[Problem to solve]
Please list every line in the records below that contains the word "snow", copying each such line in full.

[Input]
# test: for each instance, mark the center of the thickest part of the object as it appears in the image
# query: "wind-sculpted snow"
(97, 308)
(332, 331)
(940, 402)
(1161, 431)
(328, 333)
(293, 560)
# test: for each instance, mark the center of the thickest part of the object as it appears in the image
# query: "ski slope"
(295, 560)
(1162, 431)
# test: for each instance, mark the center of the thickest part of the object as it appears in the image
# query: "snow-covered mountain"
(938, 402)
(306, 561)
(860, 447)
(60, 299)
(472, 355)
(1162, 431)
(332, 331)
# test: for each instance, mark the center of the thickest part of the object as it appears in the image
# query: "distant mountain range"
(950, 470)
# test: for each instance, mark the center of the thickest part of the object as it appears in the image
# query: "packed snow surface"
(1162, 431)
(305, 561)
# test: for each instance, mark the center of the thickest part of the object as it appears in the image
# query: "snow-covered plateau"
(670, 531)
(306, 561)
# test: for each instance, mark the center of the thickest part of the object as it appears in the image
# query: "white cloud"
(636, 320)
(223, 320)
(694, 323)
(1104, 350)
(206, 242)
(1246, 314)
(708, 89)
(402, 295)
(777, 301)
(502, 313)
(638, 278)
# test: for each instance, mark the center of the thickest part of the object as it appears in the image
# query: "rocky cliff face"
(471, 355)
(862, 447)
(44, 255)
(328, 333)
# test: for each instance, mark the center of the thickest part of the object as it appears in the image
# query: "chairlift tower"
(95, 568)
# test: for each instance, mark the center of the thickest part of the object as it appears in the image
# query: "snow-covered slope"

[Completed task]
# query: "wind-sculpted snow"
# query: "snow-covered mountain"
# query: "packed snow surface"
# query: "snow-covered plateau"
# query: "snow-covered slope"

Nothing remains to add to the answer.